Given exercise:
Set down all of the data that follows word for word, without the images.

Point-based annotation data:
━━━━━━━━━━━━━━━━
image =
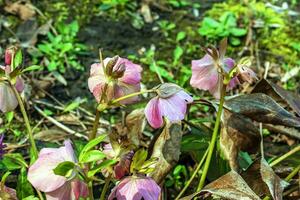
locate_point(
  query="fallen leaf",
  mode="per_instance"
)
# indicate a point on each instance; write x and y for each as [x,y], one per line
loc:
[262,108]
[279,94]
[230,186]
[24,9]
[237,133]
[167,149]
[263,180]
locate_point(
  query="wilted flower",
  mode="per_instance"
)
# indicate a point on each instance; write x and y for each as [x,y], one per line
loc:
[42,177]
[136,188]
[2,146]
[121,76]
[122,168]
[8,100]
[171,102]
[207,72]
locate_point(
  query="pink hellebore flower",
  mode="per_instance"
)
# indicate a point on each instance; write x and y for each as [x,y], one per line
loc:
[171,103]
[121,76]
[136,188]
[56,187]
[8,100]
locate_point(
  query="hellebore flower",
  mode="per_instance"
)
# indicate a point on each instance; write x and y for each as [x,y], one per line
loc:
[2,146]
[122,168]
[42,177]
[136,188]
[120,76]
[206,73]
[8,99]
[7,193]
[171,102]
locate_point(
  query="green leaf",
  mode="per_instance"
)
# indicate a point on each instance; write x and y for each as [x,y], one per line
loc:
[24,188]
[91,145]
[31,68]
[14,161]
[91,156]
[64,168]
[101,166]
[238,32]
[138,160]
[18,59]
[178,52]
[9,116]
[180,36]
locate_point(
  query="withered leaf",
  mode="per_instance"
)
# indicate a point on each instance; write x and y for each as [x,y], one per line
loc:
[230,186]
[22,8]
[167,150]
[263,180]
[262,108]
[237,133]
[278,93]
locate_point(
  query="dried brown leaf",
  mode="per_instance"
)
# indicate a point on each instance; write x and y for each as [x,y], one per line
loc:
[230,186]
[167,149]
[24,9]
[279,94]
[237,133]
[262,108]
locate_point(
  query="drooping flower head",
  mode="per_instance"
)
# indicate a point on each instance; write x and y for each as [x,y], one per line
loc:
[136,188]
[8,100]
[2,146]
[208,71]
[171,102]
[120,76]
[42,176]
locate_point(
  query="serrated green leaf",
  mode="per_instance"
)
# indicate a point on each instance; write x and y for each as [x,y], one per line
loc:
[64,168]
[31,68]
[180,36]
[90,145]
[101,166]
[91,156]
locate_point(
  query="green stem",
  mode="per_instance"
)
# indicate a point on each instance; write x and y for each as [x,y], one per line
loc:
[213,140]
[284,156]
[105,188]
[27,123]
[293,173]
[130,95]
[193,175]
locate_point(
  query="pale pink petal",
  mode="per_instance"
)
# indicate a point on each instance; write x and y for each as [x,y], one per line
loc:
[62,193]
[8,100]
[204,73]
[41,174]
[19,84]
[153,113]
[132,73]
[79,189]
[228,64]
[123,89]
[149,189]
[173,108]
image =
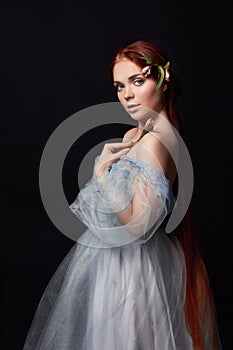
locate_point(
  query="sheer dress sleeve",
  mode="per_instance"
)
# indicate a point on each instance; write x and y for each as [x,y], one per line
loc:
[98,203]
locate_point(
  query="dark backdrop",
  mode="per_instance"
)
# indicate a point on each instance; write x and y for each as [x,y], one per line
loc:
[54,61]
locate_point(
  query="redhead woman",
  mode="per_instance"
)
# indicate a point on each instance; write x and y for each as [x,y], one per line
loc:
[127,284]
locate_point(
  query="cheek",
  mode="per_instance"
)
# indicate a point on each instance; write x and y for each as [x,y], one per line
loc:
[149,96]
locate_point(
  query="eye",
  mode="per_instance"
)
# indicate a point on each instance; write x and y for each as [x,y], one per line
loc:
[119,87]
[138,82]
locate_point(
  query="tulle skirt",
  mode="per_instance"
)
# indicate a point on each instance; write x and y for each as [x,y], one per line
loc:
[122,298]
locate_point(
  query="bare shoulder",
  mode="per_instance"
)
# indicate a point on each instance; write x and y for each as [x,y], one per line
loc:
[130,135]
[155,152]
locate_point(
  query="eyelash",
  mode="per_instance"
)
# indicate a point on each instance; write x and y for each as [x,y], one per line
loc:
[135,81]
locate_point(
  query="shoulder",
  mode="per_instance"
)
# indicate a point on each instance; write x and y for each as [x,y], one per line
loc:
[130,135]
[154,151]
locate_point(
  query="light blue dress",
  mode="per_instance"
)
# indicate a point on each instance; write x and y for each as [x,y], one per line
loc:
[121,287]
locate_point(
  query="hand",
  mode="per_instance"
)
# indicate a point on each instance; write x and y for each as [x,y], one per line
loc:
[110,154]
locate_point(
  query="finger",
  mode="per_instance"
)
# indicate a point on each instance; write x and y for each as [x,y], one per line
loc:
[119,145]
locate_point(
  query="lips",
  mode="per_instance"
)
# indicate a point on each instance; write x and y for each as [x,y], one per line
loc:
[132,107]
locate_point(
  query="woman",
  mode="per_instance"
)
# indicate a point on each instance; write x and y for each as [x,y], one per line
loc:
[127,284]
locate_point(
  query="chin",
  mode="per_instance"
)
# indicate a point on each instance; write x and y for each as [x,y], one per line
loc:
[140,115]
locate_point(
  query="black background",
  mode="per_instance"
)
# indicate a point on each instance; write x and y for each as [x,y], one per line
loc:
[54,62]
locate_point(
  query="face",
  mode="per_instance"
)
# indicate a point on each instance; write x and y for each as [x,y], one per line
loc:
[136,93]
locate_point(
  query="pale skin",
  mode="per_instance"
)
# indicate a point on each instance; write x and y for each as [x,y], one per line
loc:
[135,91]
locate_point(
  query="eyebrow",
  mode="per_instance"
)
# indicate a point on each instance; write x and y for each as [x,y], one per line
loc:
[130,78]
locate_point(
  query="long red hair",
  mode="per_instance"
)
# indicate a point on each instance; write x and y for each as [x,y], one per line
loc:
[199,306]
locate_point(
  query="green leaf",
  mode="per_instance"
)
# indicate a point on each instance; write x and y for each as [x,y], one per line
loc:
[160,77]
[167,65]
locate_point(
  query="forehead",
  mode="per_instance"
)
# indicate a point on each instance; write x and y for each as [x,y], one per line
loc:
[125,69]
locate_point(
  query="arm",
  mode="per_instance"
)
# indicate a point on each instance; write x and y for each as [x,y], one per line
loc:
[151,150]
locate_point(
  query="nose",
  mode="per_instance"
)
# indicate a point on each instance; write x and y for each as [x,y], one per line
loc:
━━━━━━━━━━━━━━━━
Finished exercise:
image =
locate_point(
  query="fallen leaf",
  mode="per_instance"
)
# indicate a point on each instance; write x and y for each as [x,y], one per line
loc:
[262,108]
[279,94]
[230,186]
[24,9]
[237,133]
[167,149]
[263,180]
locate_point(
  query="wilted flower",
  mode="per_instance"
)
# indicate a point on each instance; write x and y for each as [x,y], one per line
loc:
[42,177]
[136,188]
[2,146]
[121,76]
[122,168]
[8,100]
[171,102]
[207,72]
locate_point(
  query="pink hellebore flower",
  mode="per_instance"
)
# indicate a point on each instance; write x and y for each as [x,y], one per line
loc:
[171,103]
[121,76]
[136,188]
[56,187]
[8,100]
locate_point(
  query="hellebore flower",
  mode="per_instance"
)
# indicate a point on each instance; write x and y for each as [x,y], one per line
loc:
[2,146]
[122,168]
[42,177]
[136,188]
[120,76]
[206,73]
[8,99]
[7,193]
[171,102]
locate_point(
  query="green leaf",
  mode="per_instance"
)
# indicate a point on each instance; write x and y for each as [x,y], one per line
loc:
[24,188]
[91,145]
[31,68]
[14,161]
[91,156]
[64,168]
[101,166]
[238,32]
[138,160]
[18,59]
[178,52]
[9,116]
[180,36]
locate_point(
  query="withered leaf",
  mode="per_instance"
)
# indicate a point on each instance; write x and y for each as [x,y], one per line
loc:
[230,186]
[22,8]
[167,150]
[263,180]
[262,108]
[237,133]
[278,93]
locate_point(
  query="dried brown leaf",
  mode="per_instance"
)
# indicate a point on each instance; write x and y for each as [x,y], one per line
loc:
[230,186]
[167,149]
[24,9]
[279,94]
[237,133]
[262,108]
locate_point(
  query="drooping flower head",
  mode="per_instance"
)
# indicate a point on each instance; write x and y for each as [x,y], one per line
loc:
[136,188]
[8,100]
[2,146]
[208,71]
[171,102]
[120,76]
[42,176]
locate_point(
  query="serrated green leaf",
  mode="per_instance"
)
# indicate a point on each instance; write x and y for each as [x,y], one per line
loc:
[64,168]
[31,68]
[180,36]
[90,145]
[101,166]
[91,156]
locate_point(
  query="green stem",
  mode="per_instance"
)
# indicate a point on each instance; write x and y for each as [x,y], one per line
loc:
[213,140]
[284,156]
[105,188]
[27,123]
[293,173]
[130,95]
[193,175]
locate_point(
  query="pale pink petal",
  mode="per_instance"
)
# indicate a point on each instance; write x and y for each as [x,y], one per line
loc:
[62,193]
[8,100]
[204,73]
[41,174]
[19,84]
[153,113]
[132,73]
[79,189]
[228,64]
[123,89]
[149,189]
[173,108]
image =
locate_point(
  query="sheer dress sleeve",
  mode="per_instance"
)
# indicate a point on each instance; write x and y for each as [x,y], one per line
loc:
[98,203]
locate_point(
  query="dark backdrop",
  mode="per_instance"
)
# indicate a point on each instance; write x and y for each as [x,y], one per line
loc:
[54,61]
locate_point(
  query="redhead woman",
  mode="per_instance"
)
# indicate a point on each instance; write x and y for each as [x,y], one per line
loc:
[127,284]
locate_point(
  query="cheek",
  mode="per_instance"
)
# indicate a point on each instance; write x and y for each as [x,y], one per line
loc:
[149,96]
locate_point(
  query="eye",
  mode="per_instance"
)
# indicate a point on each instance; write x and y for each as [x,y], one per line
loc:
[119,87]
[138,82]
locate_point(
  query="tulle skirt",
  mode="per_instance"
)
# indicate a point on each instance; write x and y for each as [x,y], one per line
loc:
[122,298]
locate_point(
  query="bare shoulder",
  mode="per_instance"
)
# indicate a point on each instance; write x and y for each as [x,y], one per line
loc:
[130,135]
[155,152]
locate_point(
  query="eyelash",
  mode="per_instance"
)
# indicate a point on each instance; write x and y for each as [x,y], one per line
loc:
[135,81]
locate_point(
  query="shoulder",
  mode="per_instance"
)
# indicate a point on each instance; write x and y for each as [x,y], one per line
loc:
[130,135]
[154,151]
locate_point(
  query="light blue dress",
  mode="per_instance"
)
# indicate a point on each instance; write x and y for each as [x,y], one per line
loc:
[121,287]
locate_point(
  query="hand",
  mode="per_instance"
)
# indicate a point on each instance; write x and y for each as [x,y], one per line
loc:
[110,154]
locate_point(
  query="finger",
  mode="per_instance"
)
# indicate a point on each instance; write x and y for each as [x,y], one per line
loc:
[119,145]
locate_point(
  query="lips",
  mode="per_instance"
)
# indicate a point on each instance; write x and y for each as [x,y], one per line
loc:
[132,107]
locate_point(
  query="woman",
  mode="per_instance"
)
# indicate a point on each instance; write x and y for each as [x,y], one per line
loc:
[127,284]
locate_point(
  query="chin",
  mode="per_instance"
)
# indicate a point on each instance; write x and y for each as [x,y], one per line
loc:
[140,115]
locate_point(
  query="black background",
  mode="per_instance"
)
# indicate a point on each instance; write x and y for each as [x,y], one per line
loc:
[54,62]
locate_point(
  query="face",
  mode="per_instance"
)
# indicate a point on each instance; write x and y for each as [x,y], one per line
loc:
[136,93]
locate_point(
  query="pale skin",
  mode="per_instance"
)
# indicate a point on each instance; write x and y for each as [x,y], one per line
loc:
[135,91]
locate_point(
  query="eyebrow",
  mode="per_instance"
)
# indicate a point on each instance; write x and y for each as [x,y], one per line
loc:
[130,78]
locate_point(
  query="long red hair",
  mode="per_instance"
)
# indicate a point on each instance; write x and y for each as [x,y], one per line
loc:
[199,306]
locate_point(
  query="green leaf",
  mode="per_instance"
)
# indicate a point on each instance; write x and y for each as [x,y], one per line
loc:
[160,77]
[167,65]
locate_point(
  query="forehead",
  mode="per_instance"
)
# indicate a point on each instance; write x and y for each as [x,y], one per line
loc:
[125,69]
locate_point(
  query="arm",
  mode="per_instance"
)
# indicate a point on each instance; write x and y for each as [x,y], one per line
loc:
[151,150]
locate_point(
  query="nose",
  mode="per_instance"
)
# indicate a point on each instance; write x and y for each as [x,y], one per line
loc:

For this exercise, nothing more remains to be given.